Reproduce every item below word for word, leaving the pictures out.

===

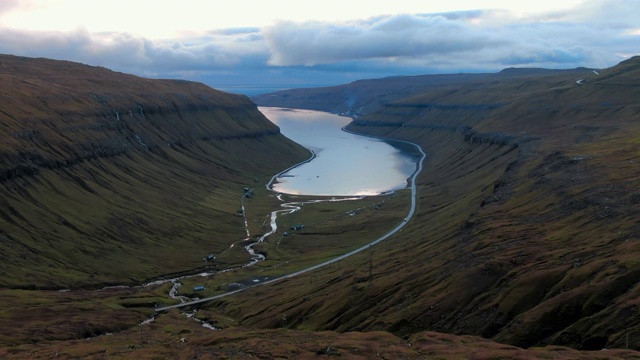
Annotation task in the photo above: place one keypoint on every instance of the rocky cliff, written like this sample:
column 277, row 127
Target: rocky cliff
column 103, row 174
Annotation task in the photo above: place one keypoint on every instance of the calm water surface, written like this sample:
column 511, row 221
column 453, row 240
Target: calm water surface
column 345, row 164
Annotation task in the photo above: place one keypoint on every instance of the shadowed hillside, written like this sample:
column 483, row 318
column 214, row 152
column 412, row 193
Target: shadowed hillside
column 104, row 175
column 527, row 230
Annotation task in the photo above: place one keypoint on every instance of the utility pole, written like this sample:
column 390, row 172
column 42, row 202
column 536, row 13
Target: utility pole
column 370, row 267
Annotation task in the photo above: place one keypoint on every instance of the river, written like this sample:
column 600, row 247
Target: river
column 345, row 164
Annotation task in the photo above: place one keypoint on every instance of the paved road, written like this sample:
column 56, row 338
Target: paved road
column 410, row 214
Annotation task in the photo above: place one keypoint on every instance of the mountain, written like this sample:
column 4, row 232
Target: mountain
column 104, row 175
column 527, row 228
column 524, row 243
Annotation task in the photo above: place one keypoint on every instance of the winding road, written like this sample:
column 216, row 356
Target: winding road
column 328, row 262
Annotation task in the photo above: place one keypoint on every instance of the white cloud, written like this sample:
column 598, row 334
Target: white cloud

===

### Solution
Annotation task in the photo above: place one keypoint on every instance of the rocky cliff, written like this sample:
column 277, row 127
Target: rocky cliff
column 103, row 174
Annotation task in the photo above: place one keypoint on every instance of the calm water surface, written like this sample:
column 511, row 221
column 453, row 240
Target: calm water surface
column 345, row 164
Annotation task in the photo above: place one keypoint on every instance of the shadowed hillside, written like this sample:
column 483, row 318
column 214, row 152
column 412, row 193
Target: shadowed hillside
column 104, row 175
column 527, row 230
Annotation task in the photo above: place one keypoint on every instance of the utility pole, written like this sample:
column 390, row 172
column 42, row 202
column 536, row 13
Target: utility pole
column 370, row 267
Annotation task in the photo above: place one keypoint on every instance of the river, written like this sample:
column 600, row 247
Target: river
column 345, row 164
Annotation task in the photo above: place one keypoint on every instance of the paved road, written like this sample:
column 56, row 338
Target: paved road
column 410, row 214
Annotation task in the photo above: place one keypoint on every instance of the mountain, written like this sample:
column 4, row 232
Target: mountain
column 104, row 175
column 527, row 228
column 524, row 243
Annotation task in the photo above: place one keypoint on every instance of the winding road, written like this sample:
column 216, row 356
Target: winding road
column 328, row 262
Annotation task in the photo above: place one keypoint on every instance of the white cloud, written like this sample:
column 598, row 334
Target: white cloud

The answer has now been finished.